[Extracted records]
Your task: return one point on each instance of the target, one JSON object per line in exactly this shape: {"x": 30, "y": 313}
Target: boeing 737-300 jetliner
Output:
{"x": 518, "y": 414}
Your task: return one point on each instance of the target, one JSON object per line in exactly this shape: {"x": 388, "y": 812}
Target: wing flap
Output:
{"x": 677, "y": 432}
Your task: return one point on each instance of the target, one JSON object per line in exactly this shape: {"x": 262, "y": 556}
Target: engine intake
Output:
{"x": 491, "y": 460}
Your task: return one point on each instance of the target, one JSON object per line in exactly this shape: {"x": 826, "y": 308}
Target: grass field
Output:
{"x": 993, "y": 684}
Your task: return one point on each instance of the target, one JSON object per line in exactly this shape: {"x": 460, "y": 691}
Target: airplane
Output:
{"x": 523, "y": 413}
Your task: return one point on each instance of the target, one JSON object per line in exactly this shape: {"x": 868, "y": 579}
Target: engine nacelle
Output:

TRY IT ▸ Go through the entries above and reproduce each one exactly.

OUTPUT BELOW ▸
Your task: return one point on each instance of the target, one JSON object per line in exactly this shape: {"x": 30, "y": 313}
Target: boeing 737-300 jetliner
Output:
{"x": 518, "y": 414}
Your task: return one point on each instance of the target, one JSON object per line in exactly this shape: {"x": 388, "y": 812}
Target: wing flap
Output:
{"x": 677, "y": 432}
Your task: return one point on each instance of the target, one JSON object per line in exactly this shape: {"x": 262, "y": 556}
Target: engine intake
Output:
{"x": 491, "y": 460}
Your task: return one point on each instance of the target, one JSON object per line in exactly this shape: {"x": 826, "y": 308}
Target: grass field
Output:
{"x": 993, "y": 684}
Your task: return one point on each instance of the target, one JSON object per line in exactly this shape: {"x": 460, "y": 691}
Target: airplane
Output:
{"x": 523, "y": 413}
Your task: return one point on each instance of the target, one JSON object per line in exactly this shape: {"x": 868, "y": 579}
Target: engine nacelle
Output:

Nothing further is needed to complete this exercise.